Boundary labeling items:
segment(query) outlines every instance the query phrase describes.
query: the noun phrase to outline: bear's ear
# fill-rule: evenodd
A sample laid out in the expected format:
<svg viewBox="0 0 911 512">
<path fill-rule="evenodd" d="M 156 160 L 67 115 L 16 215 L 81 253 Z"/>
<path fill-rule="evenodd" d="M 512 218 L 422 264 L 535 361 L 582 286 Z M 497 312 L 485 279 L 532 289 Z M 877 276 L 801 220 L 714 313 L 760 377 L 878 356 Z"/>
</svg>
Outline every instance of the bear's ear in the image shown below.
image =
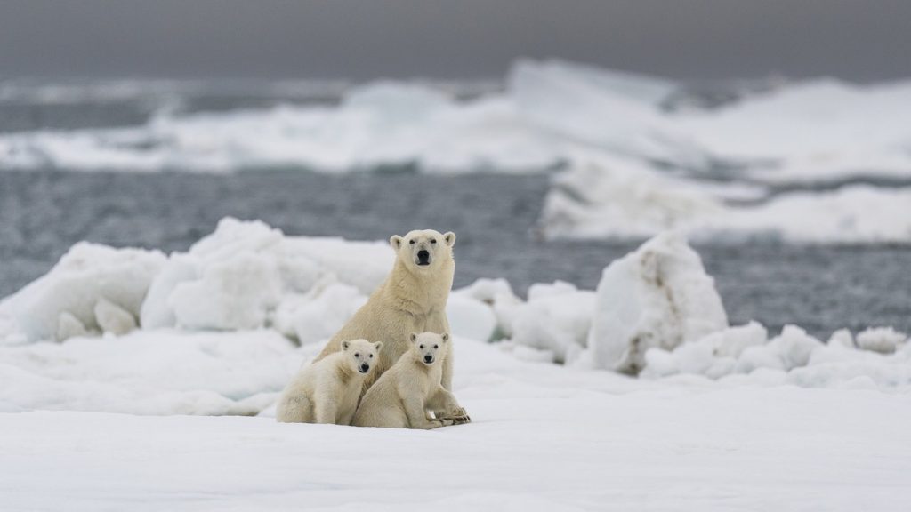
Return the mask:
<svg viewBox="0 0 911 512">
<path fill-rule="evenodd" d="M 443 240 L 446 241 L 446 245 L 452 247 L 456 245 L 456 233 L 446 231 L 446 234 L 443 235 Z"/>
</svg>

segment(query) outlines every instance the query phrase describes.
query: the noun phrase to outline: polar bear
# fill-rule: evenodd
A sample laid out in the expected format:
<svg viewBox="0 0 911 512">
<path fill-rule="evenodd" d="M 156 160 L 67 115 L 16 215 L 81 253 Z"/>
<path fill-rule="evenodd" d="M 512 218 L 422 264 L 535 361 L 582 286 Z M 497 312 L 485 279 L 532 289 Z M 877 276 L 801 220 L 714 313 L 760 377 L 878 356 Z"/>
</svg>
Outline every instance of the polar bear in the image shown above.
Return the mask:
<svg viewBox="0 0 911 512">
<path fill-rule="evenodd" d="M 389 244 L 395 263 L 385 282 L 354 316 L 329 341 L 317 360 L 338 352 L 342 342 L 354 338 L 383 342 L 376 370 L 364 383 L 366 390 L 408 350 L 411 333 L 448 333 L 446 301 L 453 285 L 456 233 L 434 230 L 394 235 Z M 443 387 L 452 391 L 453 349 L 442 355 Z"/>
<path fill-rule="evenodd" d="M 305 366 L 281 393 L 275 419 L 351 425 L 363 381 L 375 371 L 382 347 L 382 342 L 343 342 L 340 352 Z"/>
<path fill-rule="evenodd" d="M 408 352 L 361 399 L 352 425 L 426 430 L 470 421 L 441 384 L 449 334 L 412 333 L 409 340 Z"/>
</svg>

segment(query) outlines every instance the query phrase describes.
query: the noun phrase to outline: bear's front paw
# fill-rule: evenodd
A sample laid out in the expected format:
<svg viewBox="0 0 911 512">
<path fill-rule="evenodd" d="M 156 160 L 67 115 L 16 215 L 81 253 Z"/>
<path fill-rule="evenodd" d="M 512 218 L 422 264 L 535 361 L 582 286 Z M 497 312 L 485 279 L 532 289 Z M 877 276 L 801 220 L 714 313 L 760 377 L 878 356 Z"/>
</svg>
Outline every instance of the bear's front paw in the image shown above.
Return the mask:
<svg viewBox="0 0 911 512">
<path fill-rule="evenodd" d="M 461 416 L 456 416 L 452 418 L 453 425 L 465 425 L 466 423 L 471 423 L 471 417 L 468 415 L 462 415 Z"/>
<path fill-rule="evenodd" d="M 446 418 L 458 418 L 462 416 L 468 415 L 462 407 L 456 407 L 451 411 L 448 411 L 444 417 Z"/>
</svg>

• EXERCISE PROMPT: Which lines in the records above contain the word "noun"? Show every one of those lines.

• OUTPUT OF THE EXERCISE:
query: the noun phrase to outline: bear's ear
query: the noun phrase to outline: polar bear
query: the noun phrase to outline: bear's front paw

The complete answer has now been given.